------ Data rows ------

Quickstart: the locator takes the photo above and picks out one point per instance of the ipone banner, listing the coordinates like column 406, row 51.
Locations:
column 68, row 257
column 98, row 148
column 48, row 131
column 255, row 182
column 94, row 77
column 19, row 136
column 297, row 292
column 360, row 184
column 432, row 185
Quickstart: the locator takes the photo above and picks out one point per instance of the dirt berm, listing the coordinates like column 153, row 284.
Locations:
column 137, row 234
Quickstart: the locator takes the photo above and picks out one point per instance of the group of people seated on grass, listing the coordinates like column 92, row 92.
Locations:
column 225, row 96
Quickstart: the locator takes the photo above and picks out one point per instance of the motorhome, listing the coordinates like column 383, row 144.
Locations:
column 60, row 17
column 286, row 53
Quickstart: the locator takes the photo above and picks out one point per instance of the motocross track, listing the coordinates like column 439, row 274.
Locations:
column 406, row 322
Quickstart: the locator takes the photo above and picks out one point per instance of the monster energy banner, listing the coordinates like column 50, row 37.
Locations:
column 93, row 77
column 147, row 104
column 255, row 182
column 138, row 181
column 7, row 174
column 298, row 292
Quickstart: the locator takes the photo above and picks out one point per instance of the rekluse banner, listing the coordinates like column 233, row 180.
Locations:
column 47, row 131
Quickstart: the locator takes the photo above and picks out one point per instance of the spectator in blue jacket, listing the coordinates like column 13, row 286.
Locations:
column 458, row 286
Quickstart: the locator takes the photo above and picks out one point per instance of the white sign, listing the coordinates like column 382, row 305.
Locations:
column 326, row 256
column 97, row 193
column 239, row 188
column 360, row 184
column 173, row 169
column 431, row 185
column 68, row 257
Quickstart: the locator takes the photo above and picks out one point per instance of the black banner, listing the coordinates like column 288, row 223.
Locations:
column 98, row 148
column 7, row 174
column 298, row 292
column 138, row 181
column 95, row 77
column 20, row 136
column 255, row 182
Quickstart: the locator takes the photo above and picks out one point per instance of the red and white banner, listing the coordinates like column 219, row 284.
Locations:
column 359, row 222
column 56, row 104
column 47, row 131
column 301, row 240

------
------ Data rows ------

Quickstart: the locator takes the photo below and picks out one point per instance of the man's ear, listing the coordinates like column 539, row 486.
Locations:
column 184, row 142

------

▶ _Job_:
Starting at the line of the material above that contains "382, row 305." and ending at the line that contains "column 301, row 240", arrange those lines as a numbered list, leaving out any blank lines.

▶ _Result_:
1. Quickstart: the locator takes the photo above and picks out one point per instance of the white sign, listing the coordinates like column 382, row 305.
2. Locations:
3. column 326, row 256
4. column 97, row 193
5. column 239, row 188
6. column 360, row 184
7. column 173, row 169
8. column 431, row 185
9. column 68, row 257
10. Quickstart: the locator takes the photo above and picks out one point per instance of the black banner, listing the coordinates like column 288, row 223.
11. Locations:
12. column 98, row 148
13. column 7, row 174
14. column 298, row 292
15. column 138, row 181
16. column 95, row 77
17. column 20, row 136
18. column 255, row 182
19. Quickstart: the locator takes the photo above and picks out one point per instance of the red and white banner, listing the coordinates like column 219, row 284.
20. Locations:
21. column 359, row 222
22. column 56, row 104
23. column 47, row 131
24. column 301, row 240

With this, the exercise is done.